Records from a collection
====================

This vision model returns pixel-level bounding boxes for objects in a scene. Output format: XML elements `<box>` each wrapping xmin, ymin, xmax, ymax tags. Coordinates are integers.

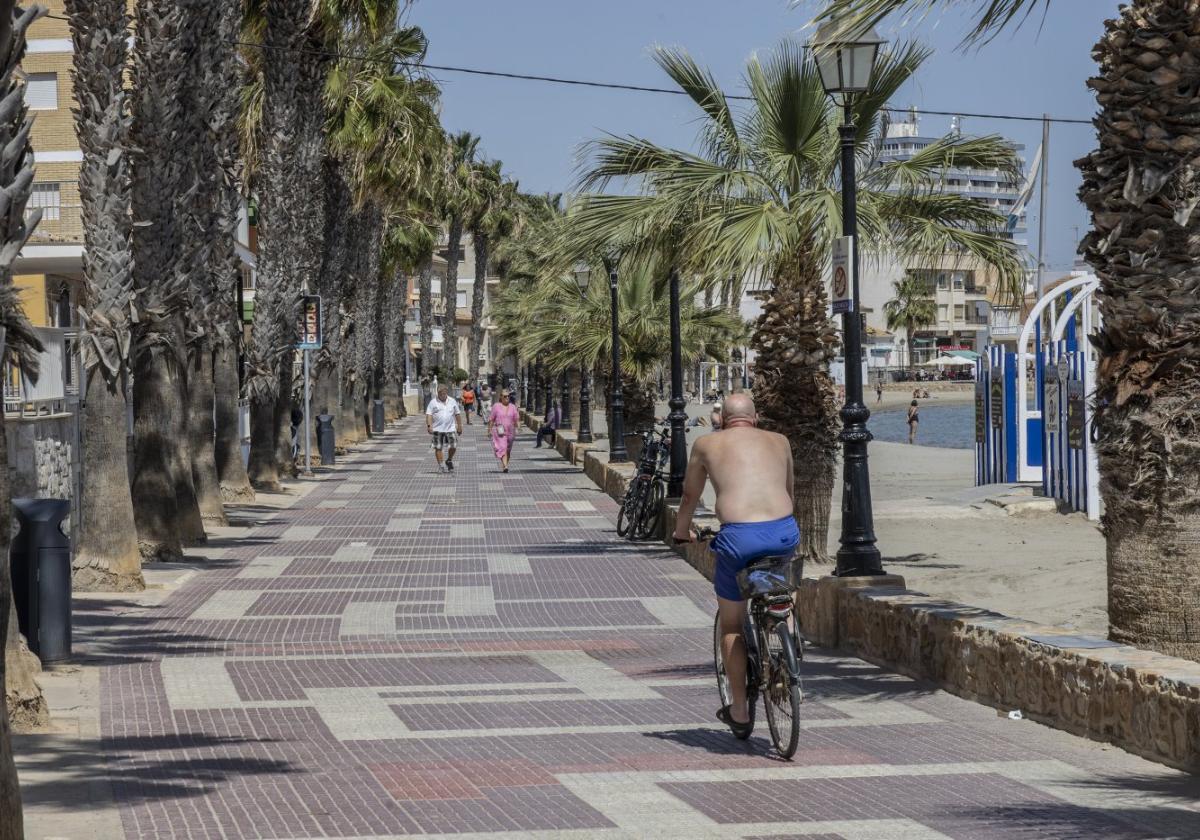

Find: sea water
<box><xmin>868</xmin><ymin>401</ymin><xmax>974</xmax><ymax>449</ymax></box>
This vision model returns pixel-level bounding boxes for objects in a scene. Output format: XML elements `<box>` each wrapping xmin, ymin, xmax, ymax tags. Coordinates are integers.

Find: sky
<box><xmin>409</xmin><ymin>0</ymin><xmax>1118</xmax><ymax>271</ymax></box>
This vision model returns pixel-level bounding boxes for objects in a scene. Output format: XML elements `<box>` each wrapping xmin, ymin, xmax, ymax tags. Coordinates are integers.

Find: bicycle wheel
<box><xmin>635</xmin><ymin>479</ymin><xmax>666</xmax><ymax>540</ymax></box>
<box><xmin>762</xmin><ymin>622</ymin><xmax>800</xmax><ymax>758</ymax></box>
<box><xmin>617</xmin><ymin>478</ymin><xmax>644</xmax><ymax>536</ymax></box>
<box><xmin>713</xmin><ymin>616</ymin><xmax>756</xmax><ymax>738</ymax></box>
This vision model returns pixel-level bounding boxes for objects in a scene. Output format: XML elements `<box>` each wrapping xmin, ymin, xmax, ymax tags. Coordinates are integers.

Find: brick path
<box><xmin>75</xmin><ymin>422</ymin><xmax>1200</xmax><ymax>840</ymax></box>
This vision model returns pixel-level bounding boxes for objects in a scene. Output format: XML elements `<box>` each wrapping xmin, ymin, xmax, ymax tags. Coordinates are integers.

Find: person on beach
<box><xmin>425</xmin><ymin>385</ymin><xmax>462</xmax><ymax>473</ymax></box>
<box><xmin>674</xmin><ymin>394</ymin><xmax>800</xmax><ymax>738</ymax></box>
<box><xmin>487</xmin><ymin>389</ymin><xmax>520</xmax><ymax>473</ymax></box>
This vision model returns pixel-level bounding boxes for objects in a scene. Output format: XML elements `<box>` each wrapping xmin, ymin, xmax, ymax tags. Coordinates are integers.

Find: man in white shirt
<box><xmin>425</xmin><ymin>385</ymin><xmax>462</xmax><ymax>473</ymax></box>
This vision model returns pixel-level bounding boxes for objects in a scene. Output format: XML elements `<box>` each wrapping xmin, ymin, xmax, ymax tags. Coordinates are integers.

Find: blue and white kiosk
<box><xmin>976</xmin><ymin>275</ymin><xmax>1100</xmax><ymax>520</ymax></box>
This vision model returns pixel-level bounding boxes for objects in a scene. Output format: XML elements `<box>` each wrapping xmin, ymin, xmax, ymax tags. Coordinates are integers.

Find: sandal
<box><xmin>716</xmin><ymin>706</ymin><xmax>754</xmax><ymax>740</ymax></box>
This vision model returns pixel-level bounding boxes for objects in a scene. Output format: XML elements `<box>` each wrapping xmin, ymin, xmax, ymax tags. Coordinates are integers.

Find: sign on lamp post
<box><xmin>296</xmin><ymin>294</ymin><xmax>322</xmax><ymax>475</ymax></box>
<box><xmin>829</xmin><ymin>236</ymin><xmax>854</xmax><ymax>314</ymax></box>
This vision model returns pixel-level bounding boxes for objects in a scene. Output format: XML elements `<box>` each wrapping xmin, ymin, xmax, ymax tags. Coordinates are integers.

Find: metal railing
<box><xmin>4</xmin><ymin>326</ymin><xmax>79</xmax><ymax>418</ymax></box>
<box><xmin>25</xmin><ymin>204</ymin><xmax>83</xmax><ymax>245</ymax></box>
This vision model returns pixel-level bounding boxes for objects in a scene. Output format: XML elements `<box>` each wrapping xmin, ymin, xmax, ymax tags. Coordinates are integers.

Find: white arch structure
<box><xmin>1016</xmin><ymin>274</ymin><xmax>1100</xmax><ymax>481</ymax></box>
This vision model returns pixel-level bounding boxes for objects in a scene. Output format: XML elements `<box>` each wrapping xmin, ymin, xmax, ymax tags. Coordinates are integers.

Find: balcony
<box><xmin>25</xmin><ymin>204</ymin><xmax>83</xmax><ymax>245</ymax></box>
<box><xmin>4</xmin><ymin>326</ymin><xmax>79</xmax><ymax>419</ymax></box>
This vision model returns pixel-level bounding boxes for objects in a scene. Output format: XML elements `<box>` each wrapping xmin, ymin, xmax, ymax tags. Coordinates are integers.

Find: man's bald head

====================

## Problem statement
Which lines in the items above contain the string "white"? Return every such line in full, counting a match only when the case is the same.

## In response
Find: man in white shirt
Find: blue and white kiosk
Find: white arch structure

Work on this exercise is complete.